Your task:
Find the line containing "Query: seated audience member" in the listing below. Repeat it exactly, along with each following line up to and including the one containing "If you could point to the blue".

Data for analysis:

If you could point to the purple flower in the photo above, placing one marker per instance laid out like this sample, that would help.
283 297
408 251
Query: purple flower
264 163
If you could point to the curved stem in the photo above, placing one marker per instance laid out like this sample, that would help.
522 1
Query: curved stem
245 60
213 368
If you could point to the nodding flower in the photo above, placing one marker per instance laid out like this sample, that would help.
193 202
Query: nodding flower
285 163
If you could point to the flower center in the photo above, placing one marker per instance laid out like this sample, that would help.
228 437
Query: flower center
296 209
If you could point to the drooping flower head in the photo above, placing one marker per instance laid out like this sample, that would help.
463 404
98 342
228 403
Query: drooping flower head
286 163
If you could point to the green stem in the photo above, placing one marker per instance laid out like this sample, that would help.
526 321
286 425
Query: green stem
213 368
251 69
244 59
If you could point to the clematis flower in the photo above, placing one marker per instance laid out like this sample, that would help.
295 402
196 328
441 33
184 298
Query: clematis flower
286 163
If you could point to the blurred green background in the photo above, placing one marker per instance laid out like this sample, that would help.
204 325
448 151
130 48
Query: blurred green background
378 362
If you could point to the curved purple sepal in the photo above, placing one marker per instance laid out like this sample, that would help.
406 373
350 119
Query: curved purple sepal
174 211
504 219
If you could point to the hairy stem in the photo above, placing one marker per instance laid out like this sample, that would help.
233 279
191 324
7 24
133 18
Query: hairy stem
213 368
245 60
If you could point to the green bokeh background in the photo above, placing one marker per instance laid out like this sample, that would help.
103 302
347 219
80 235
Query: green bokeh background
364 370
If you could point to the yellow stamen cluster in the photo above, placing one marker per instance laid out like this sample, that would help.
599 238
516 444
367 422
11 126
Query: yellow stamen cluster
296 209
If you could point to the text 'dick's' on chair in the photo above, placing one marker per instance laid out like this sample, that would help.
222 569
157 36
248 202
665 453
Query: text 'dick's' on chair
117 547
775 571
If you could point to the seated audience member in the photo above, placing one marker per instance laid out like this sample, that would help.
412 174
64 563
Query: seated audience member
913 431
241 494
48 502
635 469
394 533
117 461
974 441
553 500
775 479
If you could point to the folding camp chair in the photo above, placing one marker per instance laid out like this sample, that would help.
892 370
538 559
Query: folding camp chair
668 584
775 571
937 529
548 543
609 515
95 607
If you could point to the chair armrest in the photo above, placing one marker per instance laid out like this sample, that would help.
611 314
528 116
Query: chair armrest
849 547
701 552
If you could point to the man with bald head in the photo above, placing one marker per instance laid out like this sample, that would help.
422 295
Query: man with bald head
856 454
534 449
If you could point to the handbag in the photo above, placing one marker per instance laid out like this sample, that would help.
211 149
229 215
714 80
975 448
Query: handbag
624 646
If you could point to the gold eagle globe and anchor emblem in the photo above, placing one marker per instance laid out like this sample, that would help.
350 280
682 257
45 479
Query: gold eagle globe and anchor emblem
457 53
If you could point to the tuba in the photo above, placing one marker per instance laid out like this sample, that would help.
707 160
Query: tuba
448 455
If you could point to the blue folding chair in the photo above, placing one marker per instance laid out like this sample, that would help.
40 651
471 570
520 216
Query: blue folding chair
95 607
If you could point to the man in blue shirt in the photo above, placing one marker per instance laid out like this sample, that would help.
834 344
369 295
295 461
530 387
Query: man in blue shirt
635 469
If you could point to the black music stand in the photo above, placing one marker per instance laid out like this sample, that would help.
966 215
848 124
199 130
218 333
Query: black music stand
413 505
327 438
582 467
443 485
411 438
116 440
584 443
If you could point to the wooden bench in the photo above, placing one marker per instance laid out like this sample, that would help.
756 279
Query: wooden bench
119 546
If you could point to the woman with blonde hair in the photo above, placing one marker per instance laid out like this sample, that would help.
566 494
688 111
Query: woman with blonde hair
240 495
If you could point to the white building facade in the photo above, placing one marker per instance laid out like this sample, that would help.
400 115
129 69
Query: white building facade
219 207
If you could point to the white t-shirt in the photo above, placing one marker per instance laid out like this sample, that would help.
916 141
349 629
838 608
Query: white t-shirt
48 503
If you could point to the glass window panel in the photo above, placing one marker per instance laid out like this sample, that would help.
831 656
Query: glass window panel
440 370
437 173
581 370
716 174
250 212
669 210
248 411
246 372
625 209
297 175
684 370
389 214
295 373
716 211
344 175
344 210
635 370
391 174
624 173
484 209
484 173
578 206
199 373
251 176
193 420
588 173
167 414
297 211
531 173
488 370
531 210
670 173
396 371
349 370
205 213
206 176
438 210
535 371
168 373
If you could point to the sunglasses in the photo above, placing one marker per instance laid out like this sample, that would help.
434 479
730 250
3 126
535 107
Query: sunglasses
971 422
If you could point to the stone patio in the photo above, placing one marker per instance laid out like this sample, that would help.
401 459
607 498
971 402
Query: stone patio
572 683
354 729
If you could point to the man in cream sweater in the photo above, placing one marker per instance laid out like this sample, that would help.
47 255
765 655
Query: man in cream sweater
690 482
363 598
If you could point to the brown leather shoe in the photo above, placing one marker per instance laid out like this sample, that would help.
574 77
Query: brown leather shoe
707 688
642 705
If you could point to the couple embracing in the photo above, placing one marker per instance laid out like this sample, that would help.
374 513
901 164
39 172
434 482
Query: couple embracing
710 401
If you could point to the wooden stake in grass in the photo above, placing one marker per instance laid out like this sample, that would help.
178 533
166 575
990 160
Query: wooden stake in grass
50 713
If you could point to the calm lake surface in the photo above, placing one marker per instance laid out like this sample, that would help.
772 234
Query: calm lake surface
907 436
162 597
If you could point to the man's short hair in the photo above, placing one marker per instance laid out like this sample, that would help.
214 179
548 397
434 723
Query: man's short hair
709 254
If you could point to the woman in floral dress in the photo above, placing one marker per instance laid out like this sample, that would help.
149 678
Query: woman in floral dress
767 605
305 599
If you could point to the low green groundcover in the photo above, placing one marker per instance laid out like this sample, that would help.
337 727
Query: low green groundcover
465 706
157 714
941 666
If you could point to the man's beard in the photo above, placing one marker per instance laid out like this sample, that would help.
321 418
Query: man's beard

Written response:
Query: seated audience member
913 431
241 494
48 502
635 469
394 533
117 461
974 441
553 500
775 479
If you could point to the folding camp chair in the photo above, placing one marker per instance laid out like this sample, that would help.
892 370
538 559
Query: folding camp chair
668 584
775 571
937 529
548 543
609 515
95 607
If you could point to the chair armrest in the photo above, placing one marker per instance laid out like this sample, that would help.
611 314
528 116
Query: chair armrest
849 547
701 552
If you could point to the man with bald head in the photo above, placing one marker per instance laid out like this sample, that would help.
422 295
Query: man with bald head
856 454
534 449
If you could point to the handbag in the photo above, placing one marker per instance laid out like this sample, that would help.
211 149
229 215
714 80
975 448
Query: handbag
624 646
If you could point to the gold eagle globe and anchor emblem in the photo above, placing one marker per instance laid out like this sample, that would help.
350 280
682 257
45 479
Query: gold eagle globe and anchor emblem
457 53
If you could point to the tuba in the photo above, placing one marker per instance laid out like this sample, that would help.
707 160
Query: tuba
448 455
If you could point to the blue folding chair in the photo above, placing one marker per instance laid out like this sample, that would help.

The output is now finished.